» **AIM OF THE EXERCISE**
Copy exactly, and only, the lines from the one containing "Phrase: rear tail light" through the last line of the records below.

» **Items listed in a dataset**
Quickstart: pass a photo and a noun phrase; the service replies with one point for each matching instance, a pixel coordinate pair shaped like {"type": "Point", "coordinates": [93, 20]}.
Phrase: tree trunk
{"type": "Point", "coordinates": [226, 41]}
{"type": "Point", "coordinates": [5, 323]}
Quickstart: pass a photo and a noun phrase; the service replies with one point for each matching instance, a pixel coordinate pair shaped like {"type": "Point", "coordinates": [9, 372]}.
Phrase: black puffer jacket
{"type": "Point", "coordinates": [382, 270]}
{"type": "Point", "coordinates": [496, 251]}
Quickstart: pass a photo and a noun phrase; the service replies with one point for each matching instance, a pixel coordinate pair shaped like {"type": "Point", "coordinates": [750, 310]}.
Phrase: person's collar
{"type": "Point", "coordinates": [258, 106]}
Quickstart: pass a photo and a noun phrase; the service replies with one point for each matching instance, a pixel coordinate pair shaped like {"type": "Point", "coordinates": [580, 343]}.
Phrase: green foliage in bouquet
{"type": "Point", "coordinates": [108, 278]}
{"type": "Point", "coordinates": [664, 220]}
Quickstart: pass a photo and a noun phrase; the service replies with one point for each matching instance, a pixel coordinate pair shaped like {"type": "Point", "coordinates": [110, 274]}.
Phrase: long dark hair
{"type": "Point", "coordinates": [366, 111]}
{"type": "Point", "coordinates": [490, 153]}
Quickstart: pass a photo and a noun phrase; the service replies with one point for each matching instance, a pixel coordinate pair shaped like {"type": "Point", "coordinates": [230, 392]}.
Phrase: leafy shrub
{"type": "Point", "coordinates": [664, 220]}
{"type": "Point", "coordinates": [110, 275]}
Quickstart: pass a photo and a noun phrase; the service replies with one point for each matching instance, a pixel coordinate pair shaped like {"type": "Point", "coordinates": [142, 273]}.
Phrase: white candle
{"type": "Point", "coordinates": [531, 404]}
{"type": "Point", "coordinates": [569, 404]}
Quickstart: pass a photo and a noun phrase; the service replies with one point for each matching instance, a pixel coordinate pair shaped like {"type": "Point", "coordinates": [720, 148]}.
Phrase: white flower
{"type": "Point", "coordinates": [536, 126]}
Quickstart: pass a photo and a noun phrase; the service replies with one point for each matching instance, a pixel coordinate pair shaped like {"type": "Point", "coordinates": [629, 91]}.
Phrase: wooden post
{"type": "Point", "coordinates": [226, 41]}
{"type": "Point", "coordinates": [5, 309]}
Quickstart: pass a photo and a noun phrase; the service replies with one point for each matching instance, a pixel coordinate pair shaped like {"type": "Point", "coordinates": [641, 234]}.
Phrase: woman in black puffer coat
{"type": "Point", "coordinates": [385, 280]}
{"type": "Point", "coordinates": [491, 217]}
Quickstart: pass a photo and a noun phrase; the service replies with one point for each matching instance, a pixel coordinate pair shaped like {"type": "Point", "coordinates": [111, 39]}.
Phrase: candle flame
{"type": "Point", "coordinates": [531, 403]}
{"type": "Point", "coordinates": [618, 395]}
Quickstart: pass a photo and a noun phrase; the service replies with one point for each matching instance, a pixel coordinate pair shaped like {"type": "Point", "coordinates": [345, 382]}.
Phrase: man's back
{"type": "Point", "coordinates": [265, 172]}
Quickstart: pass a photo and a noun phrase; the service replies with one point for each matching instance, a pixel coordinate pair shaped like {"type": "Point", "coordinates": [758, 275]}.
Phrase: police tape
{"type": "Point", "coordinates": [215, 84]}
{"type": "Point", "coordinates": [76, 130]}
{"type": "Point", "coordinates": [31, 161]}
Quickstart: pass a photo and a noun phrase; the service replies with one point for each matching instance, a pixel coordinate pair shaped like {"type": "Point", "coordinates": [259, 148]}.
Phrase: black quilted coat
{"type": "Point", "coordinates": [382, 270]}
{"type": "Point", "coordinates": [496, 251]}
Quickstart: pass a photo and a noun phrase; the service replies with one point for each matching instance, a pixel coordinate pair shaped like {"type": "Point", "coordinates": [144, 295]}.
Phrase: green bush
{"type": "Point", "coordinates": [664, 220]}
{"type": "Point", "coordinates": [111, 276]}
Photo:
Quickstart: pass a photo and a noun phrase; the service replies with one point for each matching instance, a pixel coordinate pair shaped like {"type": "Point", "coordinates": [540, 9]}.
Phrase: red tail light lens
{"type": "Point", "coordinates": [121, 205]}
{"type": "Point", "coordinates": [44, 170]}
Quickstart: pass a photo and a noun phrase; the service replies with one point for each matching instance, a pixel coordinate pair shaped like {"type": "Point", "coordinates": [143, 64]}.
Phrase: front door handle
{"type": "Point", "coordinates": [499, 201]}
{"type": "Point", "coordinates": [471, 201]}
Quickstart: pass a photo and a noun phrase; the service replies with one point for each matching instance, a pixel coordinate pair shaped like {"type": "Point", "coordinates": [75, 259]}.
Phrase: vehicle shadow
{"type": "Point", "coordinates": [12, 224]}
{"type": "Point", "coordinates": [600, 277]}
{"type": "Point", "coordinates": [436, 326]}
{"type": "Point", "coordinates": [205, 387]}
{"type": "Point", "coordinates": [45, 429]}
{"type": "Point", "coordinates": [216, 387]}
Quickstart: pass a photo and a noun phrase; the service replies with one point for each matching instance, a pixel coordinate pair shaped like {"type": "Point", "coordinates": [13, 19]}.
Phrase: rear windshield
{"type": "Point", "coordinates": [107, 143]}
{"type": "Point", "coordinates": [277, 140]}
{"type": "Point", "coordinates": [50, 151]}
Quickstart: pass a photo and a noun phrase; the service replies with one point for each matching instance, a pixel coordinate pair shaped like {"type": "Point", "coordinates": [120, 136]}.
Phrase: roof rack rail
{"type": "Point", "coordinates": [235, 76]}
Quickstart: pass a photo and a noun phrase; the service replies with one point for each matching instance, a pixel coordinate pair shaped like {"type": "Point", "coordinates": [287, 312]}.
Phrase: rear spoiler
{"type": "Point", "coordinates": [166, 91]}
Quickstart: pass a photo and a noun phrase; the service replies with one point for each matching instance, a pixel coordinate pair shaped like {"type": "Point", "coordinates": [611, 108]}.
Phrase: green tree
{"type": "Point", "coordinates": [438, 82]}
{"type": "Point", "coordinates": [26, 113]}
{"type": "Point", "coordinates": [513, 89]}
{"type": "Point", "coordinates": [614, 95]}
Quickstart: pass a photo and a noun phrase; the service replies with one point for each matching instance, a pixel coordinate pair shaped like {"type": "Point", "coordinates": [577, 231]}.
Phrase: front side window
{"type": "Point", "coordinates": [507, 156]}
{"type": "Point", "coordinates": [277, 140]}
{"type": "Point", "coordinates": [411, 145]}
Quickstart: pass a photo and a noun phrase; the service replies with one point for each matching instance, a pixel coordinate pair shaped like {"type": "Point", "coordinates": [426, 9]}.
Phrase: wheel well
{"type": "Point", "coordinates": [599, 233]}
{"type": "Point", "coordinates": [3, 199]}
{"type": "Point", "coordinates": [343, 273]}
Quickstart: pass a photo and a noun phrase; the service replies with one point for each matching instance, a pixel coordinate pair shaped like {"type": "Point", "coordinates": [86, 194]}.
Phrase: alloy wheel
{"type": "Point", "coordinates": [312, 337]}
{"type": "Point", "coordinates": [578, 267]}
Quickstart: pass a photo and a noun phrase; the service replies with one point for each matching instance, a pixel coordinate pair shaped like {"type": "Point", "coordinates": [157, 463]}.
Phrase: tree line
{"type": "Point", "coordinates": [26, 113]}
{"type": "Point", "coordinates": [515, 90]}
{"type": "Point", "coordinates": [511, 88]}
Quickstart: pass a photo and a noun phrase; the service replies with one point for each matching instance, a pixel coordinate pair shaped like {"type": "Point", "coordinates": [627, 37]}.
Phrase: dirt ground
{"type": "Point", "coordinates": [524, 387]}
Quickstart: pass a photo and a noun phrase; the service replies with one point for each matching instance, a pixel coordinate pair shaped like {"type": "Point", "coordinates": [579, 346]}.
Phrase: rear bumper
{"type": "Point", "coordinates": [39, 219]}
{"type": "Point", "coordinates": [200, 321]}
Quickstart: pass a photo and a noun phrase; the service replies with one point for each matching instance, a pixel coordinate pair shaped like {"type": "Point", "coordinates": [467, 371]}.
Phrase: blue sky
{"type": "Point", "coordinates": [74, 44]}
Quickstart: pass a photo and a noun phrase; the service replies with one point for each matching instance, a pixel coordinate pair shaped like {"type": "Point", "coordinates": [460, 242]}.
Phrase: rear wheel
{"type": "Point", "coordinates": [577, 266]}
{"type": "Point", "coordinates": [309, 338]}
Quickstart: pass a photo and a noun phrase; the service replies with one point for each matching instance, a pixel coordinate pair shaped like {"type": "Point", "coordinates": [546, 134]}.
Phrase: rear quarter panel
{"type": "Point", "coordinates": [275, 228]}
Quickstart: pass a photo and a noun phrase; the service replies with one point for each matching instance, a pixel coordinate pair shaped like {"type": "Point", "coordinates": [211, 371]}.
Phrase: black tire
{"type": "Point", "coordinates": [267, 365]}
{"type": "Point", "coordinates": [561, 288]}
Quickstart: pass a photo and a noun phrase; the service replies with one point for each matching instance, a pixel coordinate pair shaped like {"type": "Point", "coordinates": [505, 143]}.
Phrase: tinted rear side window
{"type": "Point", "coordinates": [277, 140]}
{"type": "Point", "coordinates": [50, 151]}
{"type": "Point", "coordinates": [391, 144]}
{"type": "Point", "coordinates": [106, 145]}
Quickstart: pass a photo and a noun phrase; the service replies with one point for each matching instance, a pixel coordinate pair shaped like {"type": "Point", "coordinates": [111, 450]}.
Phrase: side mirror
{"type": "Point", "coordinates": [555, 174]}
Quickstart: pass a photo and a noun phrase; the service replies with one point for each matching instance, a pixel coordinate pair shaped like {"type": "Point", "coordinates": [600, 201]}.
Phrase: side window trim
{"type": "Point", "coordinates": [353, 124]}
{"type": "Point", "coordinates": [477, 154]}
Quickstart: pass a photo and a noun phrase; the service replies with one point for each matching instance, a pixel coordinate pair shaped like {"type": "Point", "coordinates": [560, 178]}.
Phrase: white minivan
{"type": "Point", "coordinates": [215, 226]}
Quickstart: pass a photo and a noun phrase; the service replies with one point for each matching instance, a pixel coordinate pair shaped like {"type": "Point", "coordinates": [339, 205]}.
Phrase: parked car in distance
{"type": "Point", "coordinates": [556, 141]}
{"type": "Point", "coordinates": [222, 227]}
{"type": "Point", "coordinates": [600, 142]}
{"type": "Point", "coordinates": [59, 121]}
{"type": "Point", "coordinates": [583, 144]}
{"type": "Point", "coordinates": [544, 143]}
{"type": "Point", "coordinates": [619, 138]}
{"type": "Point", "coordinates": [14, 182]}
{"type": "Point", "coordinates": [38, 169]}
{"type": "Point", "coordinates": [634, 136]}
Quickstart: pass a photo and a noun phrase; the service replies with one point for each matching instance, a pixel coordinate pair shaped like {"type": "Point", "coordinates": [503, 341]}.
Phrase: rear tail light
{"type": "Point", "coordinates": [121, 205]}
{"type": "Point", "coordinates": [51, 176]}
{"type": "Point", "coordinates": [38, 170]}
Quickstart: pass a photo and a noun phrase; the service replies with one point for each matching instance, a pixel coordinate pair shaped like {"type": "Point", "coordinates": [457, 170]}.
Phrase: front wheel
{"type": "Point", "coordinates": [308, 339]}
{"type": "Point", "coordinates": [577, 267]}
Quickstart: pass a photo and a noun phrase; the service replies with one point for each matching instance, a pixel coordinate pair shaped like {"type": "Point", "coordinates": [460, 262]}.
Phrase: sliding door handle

» **ANSWER FOR THE TASK**
Phrase: rear tail light
{"type": "Point", "coordinates": [121, 205]}
{"type": "Point", "coordinates": [51, 176]}
{"type": "Point", "coordinates": [38, 170]}
Quickstart: pass a photo and a noun phrase; the service replies with one point for each matching instance, a pixel coordinate pair shaped like {"type": "Point", "coordinates": [457, 170]}.
Phrase: front wheel
{"type": "Point", "coordinates": [308, 339]}
{"type": "Point", "coordinates": [577, 267]}
Quickstart: pass a photo and a noun phrase; the service replies with one point for each matching instance, a pixel coordinate pair shaped like {"type": "Point", "coordinates": [460, 262]}.
Phrase: sliding door handle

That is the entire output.